## Ausgewählter Auszug

Heute in den Feuilletons

Heute in den Feuilletons

Die kommentierte Kulturpresseschau. Wochentags um 9 Uhr, sonnabends um 10 Uhr.
02.09.2003. In der SZ kennt Timothy Garton Ash die Lösung für Europas dringlichste Probleme: Cailfornication. In der FR hält es Arturo Arango für einen Riesenfehler, dass Deutschland nicht an der Buchmesse in Havanna teilnehmen wird. Die taz definiert Konzeptkunst. Und die FAZ staunt über die verblüffende Selbstherrlichkeit spanischer Politik.

## Ziel der Übung
Entnehmen Sie der Kulturpresseschau den Wortlaut, der mit „02.09.2003. In der“ beginnt und sich bis einschließlich „Selbstherrlichkeit spanischer Politik.“ fortsetzt, und geben Sie ihn unverändert wieder.

## Ausgangsdaten
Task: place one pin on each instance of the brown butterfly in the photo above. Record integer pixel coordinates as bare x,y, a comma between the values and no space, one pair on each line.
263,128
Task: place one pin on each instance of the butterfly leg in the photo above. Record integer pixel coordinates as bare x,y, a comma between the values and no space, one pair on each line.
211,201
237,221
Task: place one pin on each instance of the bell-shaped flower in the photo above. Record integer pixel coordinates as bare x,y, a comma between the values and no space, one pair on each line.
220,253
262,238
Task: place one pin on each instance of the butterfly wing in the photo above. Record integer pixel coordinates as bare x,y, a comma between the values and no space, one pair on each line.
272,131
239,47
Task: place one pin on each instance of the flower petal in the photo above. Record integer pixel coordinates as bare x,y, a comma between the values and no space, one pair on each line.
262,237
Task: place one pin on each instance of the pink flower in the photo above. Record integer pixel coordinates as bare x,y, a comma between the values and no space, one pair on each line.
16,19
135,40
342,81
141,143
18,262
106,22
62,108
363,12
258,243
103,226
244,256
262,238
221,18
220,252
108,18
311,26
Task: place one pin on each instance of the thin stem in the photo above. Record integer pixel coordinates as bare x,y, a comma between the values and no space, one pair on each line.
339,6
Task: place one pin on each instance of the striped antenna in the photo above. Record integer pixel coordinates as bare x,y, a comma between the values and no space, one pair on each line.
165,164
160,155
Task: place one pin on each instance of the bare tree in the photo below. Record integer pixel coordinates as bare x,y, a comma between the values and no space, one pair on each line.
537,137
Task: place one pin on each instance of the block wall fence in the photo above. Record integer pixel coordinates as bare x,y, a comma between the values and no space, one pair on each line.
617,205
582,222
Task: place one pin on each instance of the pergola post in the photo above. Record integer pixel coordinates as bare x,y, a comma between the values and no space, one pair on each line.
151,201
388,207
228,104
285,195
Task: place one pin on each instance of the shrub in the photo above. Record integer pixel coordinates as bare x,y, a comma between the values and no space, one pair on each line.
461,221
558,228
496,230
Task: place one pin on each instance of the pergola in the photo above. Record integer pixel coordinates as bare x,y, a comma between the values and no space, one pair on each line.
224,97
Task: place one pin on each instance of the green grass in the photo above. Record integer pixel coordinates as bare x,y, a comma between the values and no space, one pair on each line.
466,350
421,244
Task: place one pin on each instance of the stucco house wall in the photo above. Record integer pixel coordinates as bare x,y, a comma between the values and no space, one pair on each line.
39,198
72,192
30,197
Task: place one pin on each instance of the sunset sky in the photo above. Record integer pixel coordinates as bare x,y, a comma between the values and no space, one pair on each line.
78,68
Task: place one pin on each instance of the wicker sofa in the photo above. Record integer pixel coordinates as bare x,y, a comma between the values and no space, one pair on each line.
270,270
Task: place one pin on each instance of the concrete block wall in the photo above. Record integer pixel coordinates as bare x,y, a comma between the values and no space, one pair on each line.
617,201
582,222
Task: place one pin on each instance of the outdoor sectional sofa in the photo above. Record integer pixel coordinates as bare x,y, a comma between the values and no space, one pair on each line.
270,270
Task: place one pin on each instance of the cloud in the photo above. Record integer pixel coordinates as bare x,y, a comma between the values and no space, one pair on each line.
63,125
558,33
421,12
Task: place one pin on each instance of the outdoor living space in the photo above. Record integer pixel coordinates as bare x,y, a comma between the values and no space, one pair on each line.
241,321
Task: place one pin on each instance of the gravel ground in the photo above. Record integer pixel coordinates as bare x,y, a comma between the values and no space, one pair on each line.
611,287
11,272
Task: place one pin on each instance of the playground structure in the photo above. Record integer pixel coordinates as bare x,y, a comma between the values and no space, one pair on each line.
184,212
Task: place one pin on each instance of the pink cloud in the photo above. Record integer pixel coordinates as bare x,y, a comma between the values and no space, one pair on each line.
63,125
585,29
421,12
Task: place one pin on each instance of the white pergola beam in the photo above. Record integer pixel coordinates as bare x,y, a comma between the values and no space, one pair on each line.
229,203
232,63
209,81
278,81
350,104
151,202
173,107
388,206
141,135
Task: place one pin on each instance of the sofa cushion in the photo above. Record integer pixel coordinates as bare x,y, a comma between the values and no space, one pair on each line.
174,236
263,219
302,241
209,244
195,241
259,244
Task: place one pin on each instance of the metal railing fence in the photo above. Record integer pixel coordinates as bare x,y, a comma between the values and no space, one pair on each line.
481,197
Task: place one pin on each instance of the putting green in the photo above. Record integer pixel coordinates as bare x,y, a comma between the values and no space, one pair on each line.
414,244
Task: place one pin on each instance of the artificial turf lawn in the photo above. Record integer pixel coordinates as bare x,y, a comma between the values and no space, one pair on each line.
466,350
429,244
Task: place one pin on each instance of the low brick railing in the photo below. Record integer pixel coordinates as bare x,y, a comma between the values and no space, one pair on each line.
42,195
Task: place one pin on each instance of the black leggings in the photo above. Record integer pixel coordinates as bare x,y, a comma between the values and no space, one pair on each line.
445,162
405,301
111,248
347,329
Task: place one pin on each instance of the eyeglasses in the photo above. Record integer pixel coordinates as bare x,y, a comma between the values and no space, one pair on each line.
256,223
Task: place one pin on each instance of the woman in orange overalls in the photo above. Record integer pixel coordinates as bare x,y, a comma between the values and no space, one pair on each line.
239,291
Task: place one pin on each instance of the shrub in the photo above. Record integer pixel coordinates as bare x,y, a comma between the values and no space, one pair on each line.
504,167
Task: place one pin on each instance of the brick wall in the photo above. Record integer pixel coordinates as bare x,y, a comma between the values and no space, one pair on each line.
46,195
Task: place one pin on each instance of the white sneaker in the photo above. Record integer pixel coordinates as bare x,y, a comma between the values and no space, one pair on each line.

## Antwort zur Aufgabe
02.09.2003. In der SZ kennt Timothy Garton Ash die Lösung für Europas dringlichste Probleme: Cailfornication. In der FR hält es Arturo Arango für einen Riesenfehler, dass Deutschland nicht an der Buchmesse in Havanna teilnehmen wird. Die taz definiert Konzeptkunst. Und die FAZ staunt über die verblüffende Selbstherrlichkeit spanischer Politik.